** START OF Task material **

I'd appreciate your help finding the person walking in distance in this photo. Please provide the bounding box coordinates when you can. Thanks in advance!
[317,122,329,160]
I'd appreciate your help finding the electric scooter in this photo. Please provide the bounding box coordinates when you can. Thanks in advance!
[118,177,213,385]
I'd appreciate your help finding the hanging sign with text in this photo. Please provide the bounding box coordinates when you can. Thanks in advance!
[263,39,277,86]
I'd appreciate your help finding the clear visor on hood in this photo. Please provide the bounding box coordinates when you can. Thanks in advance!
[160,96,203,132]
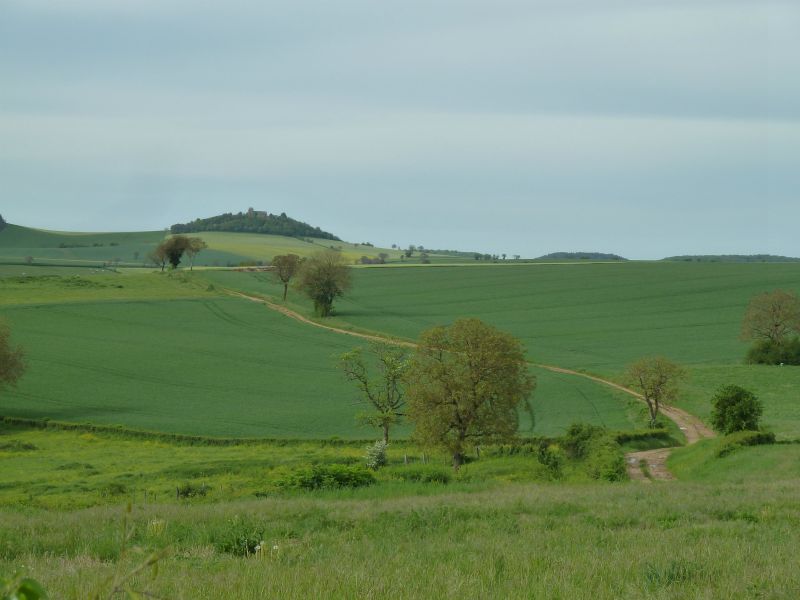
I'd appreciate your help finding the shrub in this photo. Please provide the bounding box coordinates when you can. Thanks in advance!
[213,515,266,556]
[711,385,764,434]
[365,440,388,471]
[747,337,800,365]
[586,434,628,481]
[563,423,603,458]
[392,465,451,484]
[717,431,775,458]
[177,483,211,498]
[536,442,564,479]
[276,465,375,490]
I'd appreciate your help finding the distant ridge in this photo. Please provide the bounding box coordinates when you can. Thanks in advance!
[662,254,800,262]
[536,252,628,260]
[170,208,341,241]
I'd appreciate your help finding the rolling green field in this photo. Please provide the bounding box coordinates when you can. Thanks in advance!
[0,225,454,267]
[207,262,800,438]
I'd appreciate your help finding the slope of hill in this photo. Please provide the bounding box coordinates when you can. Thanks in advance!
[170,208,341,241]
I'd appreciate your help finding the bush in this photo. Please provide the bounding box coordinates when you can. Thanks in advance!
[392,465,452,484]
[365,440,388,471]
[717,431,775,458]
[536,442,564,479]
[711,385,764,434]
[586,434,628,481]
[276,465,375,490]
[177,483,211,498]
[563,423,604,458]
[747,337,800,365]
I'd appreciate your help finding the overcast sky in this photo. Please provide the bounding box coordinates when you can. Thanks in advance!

** END OF Task material **
** START OF Task material **

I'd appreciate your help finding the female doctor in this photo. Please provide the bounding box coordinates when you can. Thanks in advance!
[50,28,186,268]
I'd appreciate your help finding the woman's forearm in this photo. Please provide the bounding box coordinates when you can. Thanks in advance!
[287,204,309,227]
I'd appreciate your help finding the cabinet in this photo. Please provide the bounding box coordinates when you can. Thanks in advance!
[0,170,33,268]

** END OF Task material **
** START OF Task material **

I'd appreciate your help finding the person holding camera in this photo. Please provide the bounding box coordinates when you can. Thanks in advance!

** END OF Task material **

■ Set exercise: Pick out each line of the items above that contains the word "person", and copy those lines in full.

■ Answer below:
I'd appreciate your help finding the person walking in distance in this photo. Please provide the bounding box coordinates when you can. Thanks in advance!
I'd appreciate your help finding the person holding camera in this photo. Please provide the bounding box coordinates when you can. Thanks in advance!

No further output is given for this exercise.